** Goal of the exercise **
Lay out the lines of the items below as a numbered list, omitting any blank lines. Leave the pictures out of your answer.

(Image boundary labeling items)
------------
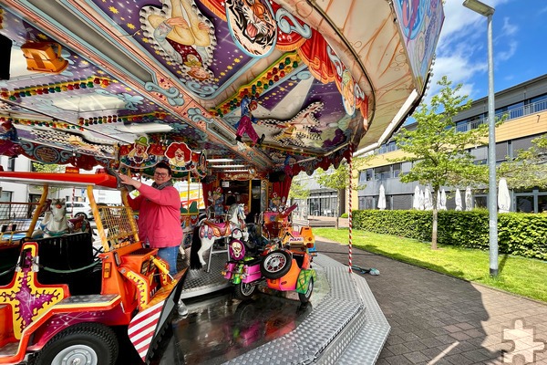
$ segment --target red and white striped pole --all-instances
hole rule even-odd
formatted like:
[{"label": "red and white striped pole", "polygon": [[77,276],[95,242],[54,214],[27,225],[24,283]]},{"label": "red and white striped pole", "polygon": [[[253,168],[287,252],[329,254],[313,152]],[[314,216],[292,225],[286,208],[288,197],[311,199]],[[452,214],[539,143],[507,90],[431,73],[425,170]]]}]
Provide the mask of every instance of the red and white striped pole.
[{"label": "red and white striped pole", "polygon": [[351,214],[351,196],[352,196],[352,167],[353,167],[353,147],[351,142],[349,143],[349,158],[348,158],[348,164],[349,164],[349,214],[348,214],[348,226],[349,226],[349,244],[347,245],[348,247],[348,251],[347,251],[347,256],[349,259],[349,273],[352,274],[353,273],[353,269],[352,269],[352,264],[351,264],[351,250],[352,250],[352,214]]},{"label": "red and white striped pole", "polygon": [[72,188],[72,209],[70,210],[70,218],[74,218],[74,200],[76,199],[76,186]]}]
------------
** Result of the task **
1. $ segment --target red and white striped pole --all-instances
2. hole rule even-odd
3. formatted like:
4. [{"label": "red and white striped pole", "polygon": [[77,276],[95,242],[54,214],[27,225],[24,283]]},{"label": "red and white striped pole", "polygon": [[[253,168],[287,252],[329,254],[313,152]],[[314,216],[292,225],[286,208],[288,197],[311,199]],[[452,214],[539,143],[507,90],[431,73],[425,170]]]}]
5. Provide the mask of every instance of the red and white striped pole.
6. [{"label": "red and white striped pole", "polygon": [[351,214],[351,196],[352,196],[352,167],[353,167],[353,147],[351,142],[349,143],[349,158],[348,158],[348,164],[349,164],[349,214],[348,214],[348,226],[349,226],[349,244],[347,245],[348,247],[348,251],[347,251],[347,256],[349,259],[349,273],[352,274],[353,273],[353,269],[352,269],[352,264],[351,264],[351,250],[352,250],[352,214]]},{"label": "red and white striped pole", "polygon": [[72,188],[72,209],[70,210],[70,218],[74,218],[74,200],[76,199],[76,186]]}]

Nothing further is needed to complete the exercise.